I guess your perceptions of what should happen to the Rutgers postdoctoral student and his girlfriend who breached security at Newark Airport on January 3 depend on whether you were a horribly inconvenienced traveler or learned about it via the news. I am sure the last thing on that young student’s mind was that his actions were going to shut down the entire terminal for six hours and back up flights and passengers into the next day.

It seems to me that when we assess what should happen to him, we can’t just judge his behavior on what happened but also on what he was thinking and whether other individuals in his position might have behaved similarly. I am thinking also about a number of people of that age I know who might have made a similarly awkward mistake. Do we as a society want to ruin this young man’s career and make a criminal out of him when it seems very unlikely that he intended any harm at all?

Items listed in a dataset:
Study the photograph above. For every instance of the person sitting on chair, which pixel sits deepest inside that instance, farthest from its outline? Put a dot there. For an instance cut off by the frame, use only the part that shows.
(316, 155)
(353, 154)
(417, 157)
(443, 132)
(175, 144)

_To-do list_:
1: From the Newark Airport security breach passage, copy the stretch from "It seems to" through "harm at all?", but swap "society" for "community".
2: Answer these from the Newark Airport security breach passage:
(a) On what date did the security breach at Newark Airport happen?
(b) How long was the entire terminal shut down?
(c) What does the writer say the young man very unlikely intended?

_Expected responses_:
1:
It seems to me that when we assess what should happen to him, we can’t just judge his behavior on what happened but also on what he was thinking and whether other individuals in his position might have behaved similarly. I am thinking also about a number of people of that age I know who might have made a similarly awkward mistake. Do we as a community want to ruin this young man’s career and make a criminal out of him when it seems very unlikely that he intended any harm at all?

2:
(a) January 3
(b) Six hours
(c) Any harm at all